• [GIVEN INSTRUCTION] Can you change every "stroller" in the lines below to "pram" and give all the lines again, otherwise unchanged and without the pictures?

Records
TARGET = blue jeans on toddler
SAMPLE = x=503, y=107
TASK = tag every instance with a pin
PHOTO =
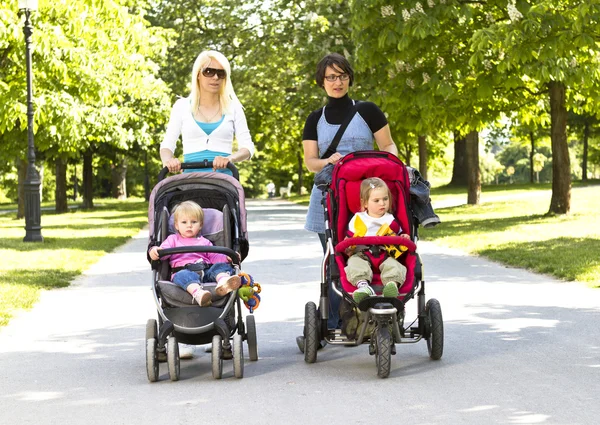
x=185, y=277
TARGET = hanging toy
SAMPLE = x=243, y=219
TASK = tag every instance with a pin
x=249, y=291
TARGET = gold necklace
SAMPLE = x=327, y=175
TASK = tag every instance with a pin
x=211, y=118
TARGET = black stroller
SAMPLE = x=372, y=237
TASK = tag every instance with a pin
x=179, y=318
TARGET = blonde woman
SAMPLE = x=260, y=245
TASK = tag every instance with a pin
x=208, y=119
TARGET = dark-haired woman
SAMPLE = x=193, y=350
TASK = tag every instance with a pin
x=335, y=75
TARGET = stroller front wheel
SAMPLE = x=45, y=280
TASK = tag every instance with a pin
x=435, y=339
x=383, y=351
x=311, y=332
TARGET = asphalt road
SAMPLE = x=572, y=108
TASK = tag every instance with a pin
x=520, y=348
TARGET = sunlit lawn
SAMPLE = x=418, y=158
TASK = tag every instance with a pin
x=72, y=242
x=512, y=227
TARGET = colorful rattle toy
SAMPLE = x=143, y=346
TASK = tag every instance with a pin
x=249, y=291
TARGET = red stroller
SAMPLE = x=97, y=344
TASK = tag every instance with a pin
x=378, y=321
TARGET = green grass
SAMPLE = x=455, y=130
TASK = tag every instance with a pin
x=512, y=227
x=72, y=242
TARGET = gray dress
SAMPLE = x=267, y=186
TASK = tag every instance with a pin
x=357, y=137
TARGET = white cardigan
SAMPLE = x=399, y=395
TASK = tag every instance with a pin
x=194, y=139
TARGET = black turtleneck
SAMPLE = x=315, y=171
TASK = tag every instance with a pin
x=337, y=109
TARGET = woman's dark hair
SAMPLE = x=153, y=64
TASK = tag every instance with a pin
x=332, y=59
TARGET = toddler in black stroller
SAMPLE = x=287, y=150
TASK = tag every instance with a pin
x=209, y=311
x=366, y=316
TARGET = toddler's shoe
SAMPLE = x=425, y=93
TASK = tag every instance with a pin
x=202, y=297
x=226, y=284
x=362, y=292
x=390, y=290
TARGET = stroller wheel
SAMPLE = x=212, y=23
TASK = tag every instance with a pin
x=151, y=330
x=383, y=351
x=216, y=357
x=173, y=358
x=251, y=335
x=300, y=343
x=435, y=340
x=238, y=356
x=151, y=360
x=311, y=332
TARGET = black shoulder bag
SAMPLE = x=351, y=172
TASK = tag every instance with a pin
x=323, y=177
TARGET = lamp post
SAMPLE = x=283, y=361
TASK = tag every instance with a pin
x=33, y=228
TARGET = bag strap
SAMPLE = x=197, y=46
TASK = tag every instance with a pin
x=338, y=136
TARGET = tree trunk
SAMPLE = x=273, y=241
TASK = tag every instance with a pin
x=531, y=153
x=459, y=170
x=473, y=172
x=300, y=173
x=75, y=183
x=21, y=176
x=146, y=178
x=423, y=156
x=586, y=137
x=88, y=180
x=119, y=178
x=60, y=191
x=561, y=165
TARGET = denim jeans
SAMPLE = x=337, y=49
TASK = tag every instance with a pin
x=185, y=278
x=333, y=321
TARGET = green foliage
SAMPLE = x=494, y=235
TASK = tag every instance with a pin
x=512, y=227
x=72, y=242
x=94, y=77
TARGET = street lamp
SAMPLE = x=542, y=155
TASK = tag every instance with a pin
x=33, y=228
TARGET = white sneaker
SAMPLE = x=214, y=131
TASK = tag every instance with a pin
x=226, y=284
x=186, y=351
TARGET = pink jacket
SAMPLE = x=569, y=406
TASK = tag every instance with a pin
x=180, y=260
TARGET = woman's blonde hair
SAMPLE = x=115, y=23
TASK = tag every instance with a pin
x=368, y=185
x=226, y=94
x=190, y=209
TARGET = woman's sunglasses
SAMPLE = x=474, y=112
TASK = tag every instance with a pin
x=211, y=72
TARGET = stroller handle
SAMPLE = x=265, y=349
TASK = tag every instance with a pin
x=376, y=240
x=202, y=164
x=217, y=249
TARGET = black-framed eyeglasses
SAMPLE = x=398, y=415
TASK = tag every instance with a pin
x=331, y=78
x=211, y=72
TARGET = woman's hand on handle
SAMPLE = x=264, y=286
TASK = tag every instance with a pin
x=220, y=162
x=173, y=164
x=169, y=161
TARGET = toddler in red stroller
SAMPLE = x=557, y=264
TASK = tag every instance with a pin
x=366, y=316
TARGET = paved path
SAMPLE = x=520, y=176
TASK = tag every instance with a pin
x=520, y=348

• [RESPONSE]
TARGET = blue jeans on toddler
SAMPLE = x=503, y=107
TASK = tag every instance with a pin
PHOTO =
x=185, y=277
TARGET = hanging toy
SAMPLE = x=243, y=219
TASK = tag every instance with a pin
x=249, y=291
TARGET = gold necklace
SAMPLE = x=327, y=175
TASK = tag every instance with a pin
x=211, y=118
TARGET = black pram
SAMPLE = x=372, y=237
TASK = tag every instance with a pin
x=179, y=318
TARGET = blonde woman
SAMPLE = x=260, y=245
TASK = tag every instance with a pin
x=208, y=119
TARGET = dark-haired woman
SAMPLE = x=193, y=350
TASK = tag every instance with a pin
x=335, y=75
TARGET = pram front wheel
SAMPLE = x=45, y=280
TASK = tag every instance with a pin
x=435, y=339
x=383, y=351
x=311, y=332
TARGET = asphalt road
SAMPLE = x=572, y=108
TASK = tag every instance with a pin
x=520, y=348
TARGET = sunlit lawn
SAMPLE = x=418, y=158
TASK = tag every instance with a pin
x=72, y=242
x=512, y=227
TARGET = colorful rattle toy
SAMPLE = x=143, y=346
TASK = tag every instance with a pin
x=249, y=291
TARGET = red pram
SAMPLE = x=97, y=344
TASK = tag every instance with a pin
x=378, y=321
TARGET = green grass
SAMPLE = x=455, y=130
TASK = tag every instance with a pin
x=512, y=227
x=72, y=242
TARGET = gray dress
SAMPLE = x=267, y=186
TASK = tag every instance with a pin
x=357, y=137
TARGET = white cardigan
SAMPLE = x=399, y=395
TASK = tag every instance with a pin
x=194, y=139
TARGET = black turtleneck
SAMPLE = x=315, y=171
TASK = tag every instance with a pin
x=337, y=109
TARGET = woman's dark hair
SAMPLE = x=153, y=64
TASK = tag every instance with a pin
x=332, y=59
TARGET = toddler in black pram
SAMPLE = x=287, y=150
TASK = tag every instance with a pin
x=209, y=311
x=366, y=316
TARGET = toddler's shoe
SAMPLE = x=425, y=93
TASK = tag every instance with a pin
x=202, y=297
x=226, y=284
x=362, y=292
x=390, y=290
TARGET = pram wheel
SAMPLE = x=212, y=23
TASK = tag every instance with a pin
x=151, y=330
x=383, y=351
x=216, y=357
x=173, y=358
x=251, y=335
x=300, y=343
x=435, y=340
x=238, y=356
x=151, y=360
x=311, y=332
TARGET = black shoulder bag
SAMPLE = x=351, y=172
TASK = tag every instance with a pin
x=323, y=177
TARGET = lamp post
SAMPLE = x=283, y=361
TASK = tag every instance with a pin
x=33, y=228
TARGET = bag strap
SAMPLE = x=197, y=46
TASK = tag every instance with a pin
x=338, y=136
TARGET = tree trunk
SAMPLE = x=273, y=241
TASK = tag every instance with a pin
x=531, y=153
x=459, y=170
x=473, y=172
x=300, y=173
x=75, y=183
x=21, y=176
x=146, y=178
x=423, y=156
x=586, y=137
x=88, y=180
x=119, y=178
x=60, y=191
x=561, y=165
TARGET = denim jeans
SAMPLE = x=337, y=49
TASK = tag every instance with a pin
x=185, y=278
x=333, y=321
TARGET = green foliage
SAMPLE = x=494, y=235
TASK = tag every instance with a pin
x=512, y=227
x=72, y=242
x=94, y=77
TARGET = street lamp
SAMPLE = x=542, y=155
TASK = tag every instance with a pin
x=33, y=228
TARGET = white sneaker
SAMPLE = x=214, y=131
TASK = tag every instance with a pin
x=226, y=284
x=186, y=351
TARGET = pink jacket
SAMPLE = x=569, y=406
TASK = tag every instance with a pin
x=180, y=260
TARGET = woman's blonde hair
SAMPLE = x=115, y=23
TASK = tag every instance with a pin
x=368, y=185
x=226, y=94
x=190, y=209
TARGET = woman's sunglasses
SAMPLE = x=474, y=112
TASK = tag every instance with a pin
x=211, y=72
TARGET = pram handle
SAMPLE = x=265, y=349
TASK = tag every instance with a pin
x=376, y=240
x=202, y=164
x=217, y=249
TARGET = black-framed eyeglasses
SAMPLE = x=398, y=415
TASK = tag every instance with a pin
x=331, y=78
x=211, y=72
TARGET = woman's hand on handle
SAMPLE = x=264, y=286
TASK = tag every instance with a pin
x=220, y=162
x=173, y=164
x=169, y=161
TARGET = toddler in red pram
SAMPLE = x=557, y=264
TASK = tag every instance with a pin
x=366, y=316
TARGET = paved path
SAMPLE = x=520, y=176
TASK = tag every instance with a pin
x=520, y=348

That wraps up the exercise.